** Begin Page text **

Another player having a slow start of sorts is Logan Couture.  Through 12 games he is 2-4-6, minus-5, but his problem is recent production.  Since going 2-3-5, even, in his first five games, he is 0-1-1, minus-5, in his last seven contests.  Couture missed 23 games with a fractured fibula last season and another seven with a lower body injury that limited him to 52 games.  In that sense one might wonder if there are any lingering physical issues, but there is also this.  Since he averaged 0.44 goals per game in the abbreviated 2012-2013 season, his goals per game has dropped in each year since to where he is averaging 0.17 goals per game at the moment.  Couture is 2-5-7, even, in nine career games against Washington.

The defense is something of a lopsided affair when it comes to scoring.  Brent Burns is picking up where he left off last season, standing at 4-7-11, minus-2, after 12 games.  The other five defensemen to dress for the Sharks so far this season have a combined one goal (Marc-Edouard Vlasic, an overtime game-winner in a 2-1 win over Anaheim on October 25th)) and ten points.  The Sharks defense, as a group last season, accounted for 47 goals (27 by Burns), and four defensemen finished with at least 20 points.  They appear to have some catching up to do.

** End Page text **
** Begin Stored records **

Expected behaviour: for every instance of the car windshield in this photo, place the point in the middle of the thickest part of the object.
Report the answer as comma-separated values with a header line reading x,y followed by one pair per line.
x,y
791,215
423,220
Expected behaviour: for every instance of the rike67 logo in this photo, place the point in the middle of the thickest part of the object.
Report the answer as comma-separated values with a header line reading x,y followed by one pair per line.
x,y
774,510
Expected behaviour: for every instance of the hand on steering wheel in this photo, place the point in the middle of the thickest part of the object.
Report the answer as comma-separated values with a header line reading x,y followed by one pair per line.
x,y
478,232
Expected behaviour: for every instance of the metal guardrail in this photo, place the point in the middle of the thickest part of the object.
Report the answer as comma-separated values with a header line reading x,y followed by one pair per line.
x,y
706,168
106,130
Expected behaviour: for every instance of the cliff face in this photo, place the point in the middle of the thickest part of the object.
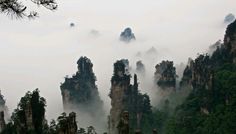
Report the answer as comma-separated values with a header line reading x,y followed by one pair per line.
x,y
211,104
127,35
67,124
199,73
80,92
140,68
126,97
165,75
3,112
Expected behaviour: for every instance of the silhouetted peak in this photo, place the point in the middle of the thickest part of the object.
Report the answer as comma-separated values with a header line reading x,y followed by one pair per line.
x,y
127,35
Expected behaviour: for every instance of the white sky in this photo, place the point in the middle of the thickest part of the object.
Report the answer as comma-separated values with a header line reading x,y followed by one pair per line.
x,y
39,53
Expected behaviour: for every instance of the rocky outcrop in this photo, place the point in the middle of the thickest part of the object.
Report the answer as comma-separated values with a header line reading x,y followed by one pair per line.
x,y
123,126
199,73
140,68
126,97
3,106
67,124
165,75
229,18
29,117
127,35
80,92
2,121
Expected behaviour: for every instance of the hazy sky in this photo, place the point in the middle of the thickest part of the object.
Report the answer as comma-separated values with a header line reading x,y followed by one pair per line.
x,y
39,53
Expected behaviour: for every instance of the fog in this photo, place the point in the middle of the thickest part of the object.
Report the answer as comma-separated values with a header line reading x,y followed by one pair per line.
x,y
40,53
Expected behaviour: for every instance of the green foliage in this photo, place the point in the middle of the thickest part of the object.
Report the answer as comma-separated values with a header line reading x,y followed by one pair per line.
x,y
220,101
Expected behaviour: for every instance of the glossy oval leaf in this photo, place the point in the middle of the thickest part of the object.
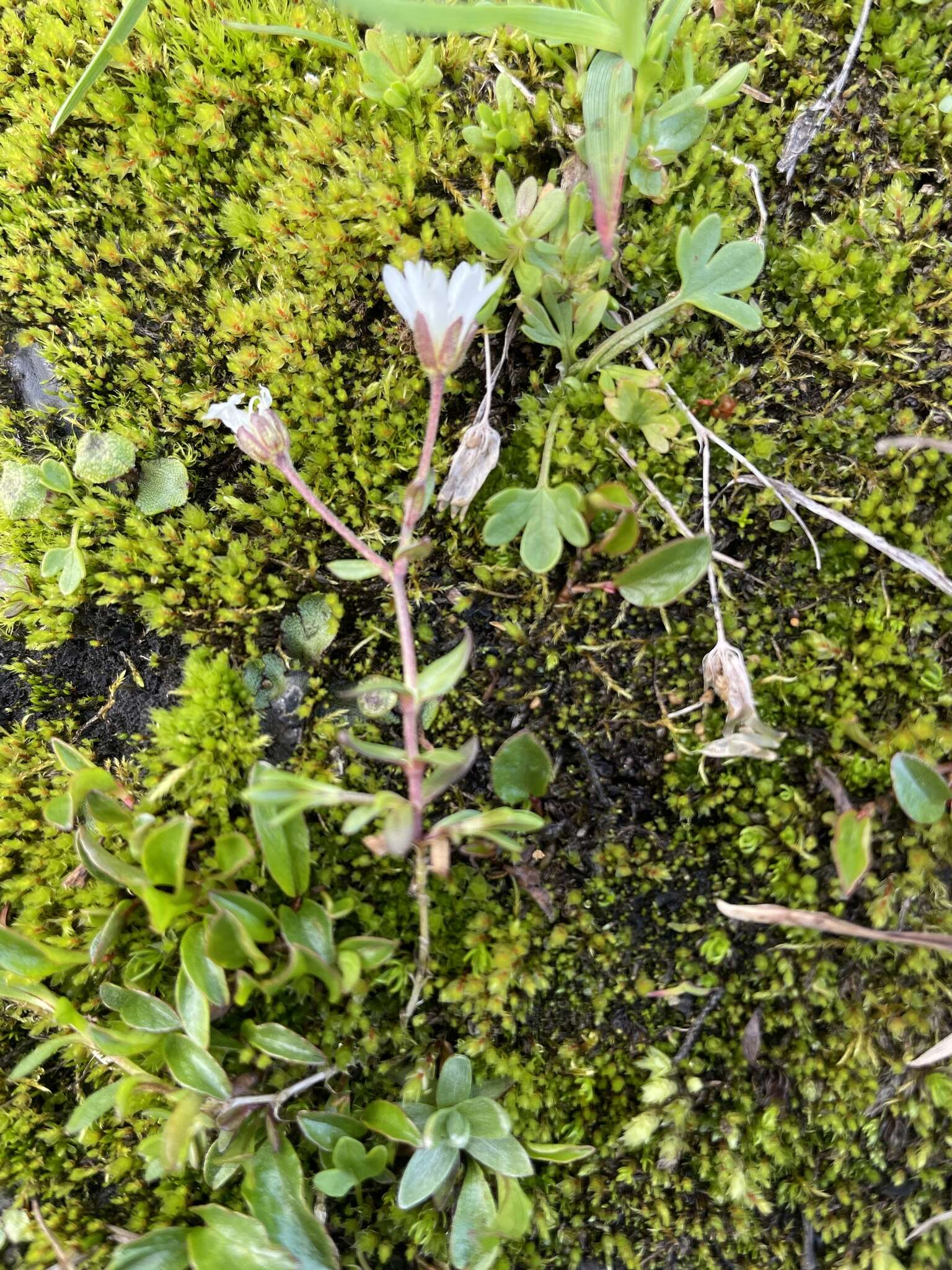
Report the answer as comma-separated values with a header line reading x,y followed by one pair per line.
x,y
391,1122
663,575
920,790
521,769
852,850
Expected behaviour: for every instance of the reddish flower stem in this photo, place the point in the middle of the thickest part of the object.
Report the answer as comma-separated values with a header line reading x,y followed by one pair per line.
x,y
395,574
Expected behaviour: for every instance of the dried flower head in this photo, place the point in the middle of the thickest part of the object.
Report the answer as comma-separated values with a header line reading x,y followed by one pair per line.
x,y
474,460
746,734
439,311
258,430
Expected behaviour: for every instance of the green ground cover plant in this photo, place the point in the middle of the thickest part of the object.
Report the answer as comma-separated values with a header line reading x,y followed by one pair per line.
x,y
262,998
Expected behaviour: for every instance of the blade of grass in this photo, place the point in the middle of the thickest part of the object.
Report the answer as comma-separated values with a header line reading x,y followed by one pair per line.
x,y
120,31
316,37
564,25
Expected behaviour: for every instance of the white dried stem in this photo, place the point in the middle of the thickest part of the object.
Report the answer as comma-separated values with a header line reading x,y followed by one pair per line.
x,y
753,174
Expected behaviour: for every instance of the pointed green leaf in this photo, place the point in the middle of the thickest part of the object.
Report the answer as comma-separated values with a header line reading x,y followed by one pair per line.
x,y
521,769
391,1122
273,1191
281,1042
474,1219
164,850
663,575
920,790
455,1081
501,1155
606,107
852,850
558,1152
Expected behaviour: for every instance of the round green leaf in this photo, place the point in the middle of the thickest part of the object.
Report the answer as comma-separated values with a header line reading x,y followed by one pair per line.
x,y
521,769
140,1010
663,575
920,790
426,1174
281,1042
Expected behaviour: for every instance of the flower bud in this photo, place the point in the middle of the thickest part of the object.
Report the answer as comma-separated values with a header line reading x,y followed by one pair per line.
x,y
258,430
474,460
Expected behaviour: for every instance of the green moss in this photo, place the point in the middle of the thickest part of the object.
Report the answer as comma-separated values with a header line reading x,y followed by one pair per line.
x,y
214,219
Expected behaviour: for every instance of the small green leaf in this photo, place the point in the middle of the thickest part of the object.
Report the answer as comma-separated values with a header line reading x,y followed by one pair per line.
x,y
663,575
558,1152
103,456
334,1181
283,1043
920,790
195,1068
140,1010
513,1209
391,1122
94,1108
202,970
474,1220
606,106
852,850
707,278
120,31
441,676
164,850
426,1173
353,571
193,1010
56,477
284,842
163,486
521,769
164,1249
455,1081
273,1191
38,1055
231,1240
501,1155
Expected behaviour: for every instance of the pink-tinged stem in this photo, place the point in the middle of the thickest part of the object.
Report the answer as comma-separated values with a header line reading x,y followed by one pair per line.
x,y
291,474
413,734
413,504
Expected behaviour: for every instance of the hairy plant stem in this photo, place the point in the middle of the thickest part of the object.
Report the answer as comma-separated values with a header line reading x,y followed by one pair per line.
x,y
395,575
544,468
294,478
627,337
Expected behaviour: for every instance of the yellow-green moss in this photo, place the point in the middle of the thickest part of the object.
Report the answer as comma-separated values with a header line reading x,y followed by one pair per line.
x,y
213,220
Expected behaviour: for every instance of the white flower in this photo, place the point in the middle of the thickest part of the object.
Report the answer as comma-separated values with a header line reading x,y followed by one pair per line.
x,y
439,311
258,430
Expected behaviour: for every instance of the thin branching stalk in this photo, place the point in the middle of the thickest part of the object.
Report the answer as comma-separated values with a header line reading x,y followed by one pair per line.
x,y
395,574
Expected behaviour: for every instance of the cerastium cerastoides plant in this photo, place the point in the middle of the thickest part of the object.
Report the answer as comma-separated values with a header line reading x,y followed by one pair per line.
x,y
442,314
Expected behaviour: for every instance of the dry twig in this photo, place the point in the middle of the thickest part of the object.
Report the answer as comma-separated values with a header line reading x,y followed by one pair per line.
x,y
808,123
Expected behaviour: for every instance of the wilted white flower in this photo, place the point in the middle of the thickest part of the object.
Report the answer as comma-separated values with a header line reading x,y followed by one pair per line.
x,y
474,460
439,311
258,430
746,734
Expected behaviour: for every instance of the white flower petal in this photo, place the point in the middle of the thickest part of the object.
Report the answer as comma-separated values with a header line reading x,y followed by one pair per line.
x,y
229,413
400,294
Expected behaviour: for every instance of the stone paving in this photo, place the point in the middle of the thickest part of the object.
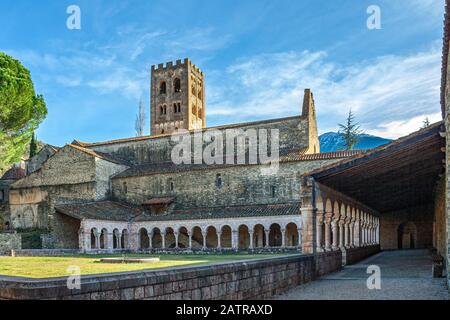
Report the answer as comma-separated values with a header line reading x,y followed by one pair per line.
x,y
405,275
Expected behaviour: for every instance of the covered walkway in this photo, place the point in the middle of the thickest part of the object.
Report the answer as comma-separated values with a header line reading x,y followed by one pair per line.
x,y
405,275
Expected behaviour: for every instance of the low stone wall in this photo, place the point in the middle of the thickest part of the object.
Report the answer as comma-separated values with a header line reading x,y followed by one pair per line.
x,y
43,252
354,255
9,241
251,279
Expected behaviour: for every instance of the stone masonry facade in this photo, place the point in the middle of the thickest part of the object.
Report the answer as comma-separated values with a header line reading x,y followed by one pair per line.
x,y
130,194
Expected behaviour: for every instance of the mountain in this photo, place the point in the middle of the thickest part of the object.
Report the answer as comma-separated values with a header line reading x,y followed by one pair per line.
x,y
332,141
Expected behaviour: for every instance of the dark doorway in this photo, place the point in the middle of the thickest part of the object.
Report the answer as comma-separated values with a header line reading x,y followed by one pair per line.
x,y
407,235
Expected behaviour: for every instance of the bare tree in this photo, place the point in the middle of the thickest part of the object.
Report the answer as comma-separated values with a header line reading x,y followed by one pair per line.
x,y
139,125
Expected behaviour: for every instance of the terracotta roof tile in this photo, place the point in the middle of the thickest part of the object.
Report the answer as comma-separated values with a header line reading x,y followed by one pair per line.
x,y
285,156
279,209
100,210
15,173
445,53
151,137
165,200
100,155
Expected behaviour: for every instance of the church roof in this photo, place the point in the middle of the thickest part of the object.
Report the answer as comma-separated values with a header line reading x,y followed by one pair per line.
x,y
293,155
15,173
100,155
226,212
99,210
445,55
159,136
117,211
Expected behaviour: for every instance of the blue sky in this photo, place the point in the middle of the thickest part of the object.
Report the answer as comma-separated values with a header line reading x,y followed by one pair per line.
x,y
258,56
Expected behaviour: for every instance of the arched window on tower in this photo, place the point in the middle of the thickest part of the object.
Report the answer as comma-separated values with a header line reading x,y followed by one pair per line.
x,y
162,88
177,85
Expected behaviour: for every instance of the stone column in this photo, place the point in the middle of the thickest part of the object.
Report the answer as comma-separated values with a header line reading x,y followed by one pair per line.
x,y
346,234
335,232
163,238
204,234
341,233
150,240
327,233
299,230
176,239
308,232
352,234
190,240
219,245
97,240
267,232
319,236
356,238
109,241
235,239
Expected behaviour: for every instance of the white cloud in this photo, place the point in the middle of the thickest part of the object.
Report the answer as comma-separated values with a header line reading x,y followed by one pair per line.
x,y
384,92
395,129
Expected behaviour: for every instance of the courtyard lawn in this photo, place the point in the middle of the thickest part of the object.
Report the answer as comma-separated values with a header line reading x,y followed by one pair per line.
x,y
47,267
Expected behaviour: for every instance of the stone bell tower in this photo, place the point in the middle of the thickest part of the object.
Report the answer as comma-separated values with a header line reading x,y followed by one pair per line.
x,y
177,97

** End Stored records **

Set down, word for word, the part of the Sharks player report above that runs from "Another player having" to "games against Washington.".

Another player having a slow start of sorts is Logan Couture.  Through 12 games he is 2-4-6, minus-5, but his problem is recent production.  Since going 2-3-5, even, in his first five games, he is 0-1-1, minus-5, in his last seven contests.  Couture missed 23 games with a fractured fibula last season and another seven with a lower body injury that limited him to 52 games.  In that sense one might wonder if there are any lingering physical issues, but there is also this.  Since he averaged 0.44 goals per game in the abbreviated 2012-2013 season, his goals per game has dropped in each year since to where he is averaging 0.17 goals per game at the moment.  Couture is 2-5-7, even, in nine career games against Washington.